When a line below contains the word "window", it counts toward the total; give that total and nothing besides.
'''
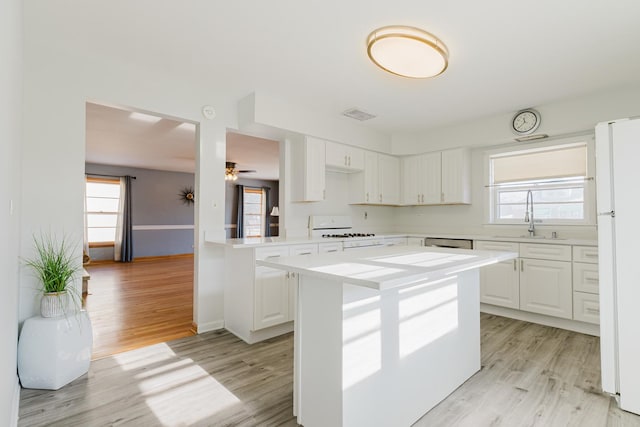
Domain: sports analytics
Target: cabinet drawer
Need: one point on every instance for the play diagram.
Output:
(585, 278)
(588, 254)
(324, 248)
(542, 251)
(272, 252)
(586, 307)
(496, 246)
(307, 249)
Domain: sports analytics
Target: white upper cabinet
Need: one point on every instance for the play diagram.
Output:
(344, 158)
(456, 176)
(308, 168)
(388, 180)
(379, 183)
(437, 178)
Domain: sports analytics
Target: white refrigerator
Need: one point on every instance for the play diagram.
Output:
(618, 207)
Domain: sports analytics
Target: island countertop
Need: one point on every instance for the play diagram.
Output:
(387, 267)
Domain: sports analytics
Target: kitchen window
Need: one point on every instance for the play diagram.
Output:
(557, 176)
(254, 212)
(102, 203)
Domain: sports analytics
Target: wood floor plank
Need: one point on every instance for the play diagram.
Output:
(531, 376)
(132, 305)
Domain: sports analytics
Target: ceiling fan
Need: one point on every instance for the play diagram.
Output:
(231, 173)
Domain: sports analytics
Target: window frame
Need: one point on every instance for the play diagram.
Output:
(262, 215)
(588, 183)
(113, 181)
'''
'''
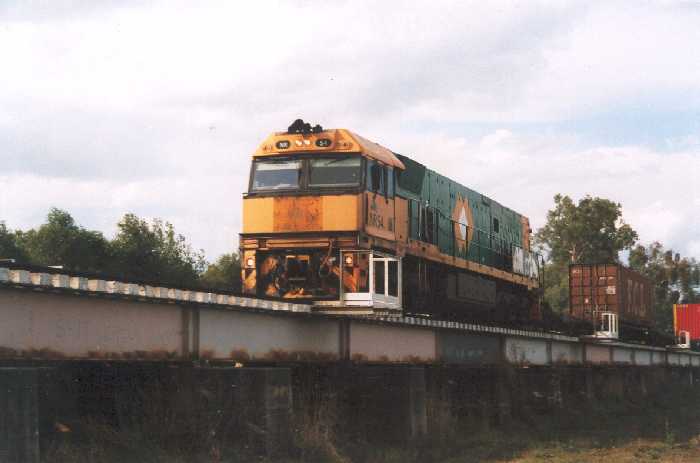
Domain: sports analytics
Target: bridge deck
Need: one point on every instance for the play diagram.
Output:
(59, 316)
'''
TASK SOLUTION: 2